● **What to work on**
Please write out the listing exactly, with nothing altered.

── Recorded data

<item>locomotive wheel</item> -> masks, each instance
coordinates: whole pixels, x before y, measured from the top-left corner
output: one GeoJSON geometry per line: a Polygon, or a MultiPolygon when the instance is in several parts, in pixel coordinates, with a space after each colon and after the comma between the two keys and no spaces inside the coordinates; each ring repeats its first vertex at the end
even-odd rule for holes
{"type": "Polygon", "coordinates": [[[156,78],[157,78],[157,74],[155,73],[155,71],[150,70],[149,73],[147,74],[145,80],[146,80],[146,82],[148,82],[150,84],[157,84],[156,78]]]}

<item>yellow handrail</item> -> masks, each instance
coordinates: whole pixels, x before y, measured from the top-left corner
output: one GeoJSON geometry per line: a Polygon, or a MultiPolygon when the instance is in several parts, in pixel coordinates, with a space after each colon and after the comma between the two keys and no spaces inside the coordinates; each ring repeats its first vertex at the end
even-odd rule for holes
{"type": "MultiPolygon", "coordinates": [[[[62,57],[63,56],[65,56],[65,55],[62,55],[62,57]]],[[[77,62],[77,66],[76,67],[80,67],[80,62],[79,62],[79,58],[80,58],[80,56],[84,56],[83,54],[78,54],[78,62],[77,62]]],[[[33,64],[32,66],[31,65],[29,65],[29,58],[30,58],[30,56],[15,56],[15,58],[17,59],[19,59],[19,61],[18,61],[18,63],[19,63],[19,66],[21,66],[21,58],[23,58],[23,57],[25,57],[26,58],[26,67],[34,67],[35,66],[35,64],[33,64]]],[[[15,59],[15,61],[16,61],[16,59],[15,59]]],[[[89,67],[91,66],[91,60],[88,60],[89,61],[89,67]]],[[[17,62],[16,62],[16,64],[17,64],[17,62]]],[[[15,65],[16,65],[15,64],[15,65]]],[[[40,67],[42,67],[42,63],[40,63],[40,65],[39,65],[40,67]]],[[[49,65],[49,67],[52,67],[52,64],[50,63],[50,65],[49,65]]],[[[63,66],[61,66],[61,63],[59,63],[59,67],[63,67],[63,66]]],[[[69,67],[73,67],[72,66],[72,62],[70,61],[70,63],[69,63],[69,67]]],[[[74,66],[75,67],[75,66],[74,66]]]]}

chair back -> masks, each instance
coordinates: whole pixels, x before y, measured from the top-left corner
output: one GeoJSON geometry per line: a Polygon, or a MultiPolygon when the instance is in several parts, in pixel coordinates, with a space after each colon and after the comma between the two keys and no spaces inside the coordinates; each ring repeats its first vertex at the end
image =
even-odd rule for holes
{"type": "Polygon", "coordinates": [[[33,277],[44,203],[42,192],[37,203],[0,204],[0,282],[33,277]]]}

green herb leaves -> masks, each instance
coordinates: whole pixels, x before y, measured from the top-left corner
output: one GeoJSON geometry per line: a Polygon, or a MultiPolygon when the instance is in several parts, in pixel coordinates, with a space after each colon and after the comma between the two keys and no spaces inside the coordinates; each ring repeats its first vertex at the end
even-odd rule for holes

────

● **Task output**
<item>locomotive wheel</item> -> masks, each instance
coordinates: whole pixels, x before y, measured from the top-left corner
output: one GeoJSON geometry per line: a Polygon, or a MultiPolygon when the instance is in several parts, in pixel coordinates, with a space after each colon and after the comma between the two keys and no spaces inside the coordinates; each ring repeats its first vertex at the end
even-odd rule for holes
{"type": "Polygon", "coordinates": [[[156,78],[157,78],[157,74],[155,73],[155,71],[150,70],[149,73],[147,74],[145,80],[146,80],[146,82],[148,82],[150,84],[157,84],[156,78]]]}

<item>yellow handrail</item> -> masks, each instance
coordinates: whole pixels, x before y, measured from the top-left corner
output: one GeoJSON geometry per line: a Polygon, or a MultiPolygon when the instance is in several parts, in pixel coordinates, with a space after each colon and after the comma between the two keys and no spaces inside the coordinates; each ring repeats its first vertex at the end
even-odd rule for holes
{"type": "MultiPolygon", "coordinates": [[[[62,57],[63,56],[65,56],[65,55],[62,55],[62,57]]],[[[77,62],[77,66],[76,67],[80,67],[80,62],[79,62],[79,58],[80,58],[80,56],[84,56],[83,54],[78,54],[78,62],[77,62]]],[[[33,64],[32,66],[31,65],[29,65],[29,58],[30,58],[30,56],[15,56],[15,58],[17,59],[19,59],[19,61],[18,61],[18,63],[19,63],[19,66],[21,66],[21,58],[23,58],[23,57],[25,57],[26,58],[26,67],[34,67],[35,66],[35,64],[33,64]]],[[[15,59],[15,61],[16,61],[16,59],[15,59]]],[[[89,67],[91,66],[91,60],[88,60],[89,61],[89,67]]],[[[17,62],[16,62],[16,64],[17,64],[17,62]]],[[[15,65],[16,65],[15,64],[15,65]]],[[[40,67],[42,67],[42,63],[40,63],[40,65],[39,65],[40,67]]],[[[49,65],[49,67],[52,67],[52,64],[50,63],[50,65],[49,65]]],[[[63,66],[61,66],[61,63],[59,63],[59,67],[63,67],[63,66]]],[[[69,67],[73,67],[72,66],[72,62],[70,61],[70,63],[69,63],[69,67]]],[[[74,66],[75,67],[75,66],[74,66]]]]}

chair back -> masks, each instance
coordinates: whole pixels, x before y, measured from the top-left corner
output: one GeoJSON geometry per line: a Polygon, or a MultiPolygon when the instance is in several parts, in pixel coordinates, with a space after each colon and after the comma between the two keys and no spaces inside the coordinates; each ring repeats its first vertex at the end
image =
even-odd rule for holes
{"type": "Polygon", "coordinates": [[[33,277],[44,203],[42,192],[37,203],[0,204],[0,282],[33,277]]]}

green herb leaves -> masks, each instance
coordinates: whole pixels, x before y, measured from the top-left corner
output: one GeoJSON geometry per line: a Polygon, or a MultiPolygon when the instance is in several parts, in pixel coordinates, with a space after each colon and after the comma between the two keys and no spaces inside the coordinates; each ring repeats its first vertex at the end
even-odd rule for holes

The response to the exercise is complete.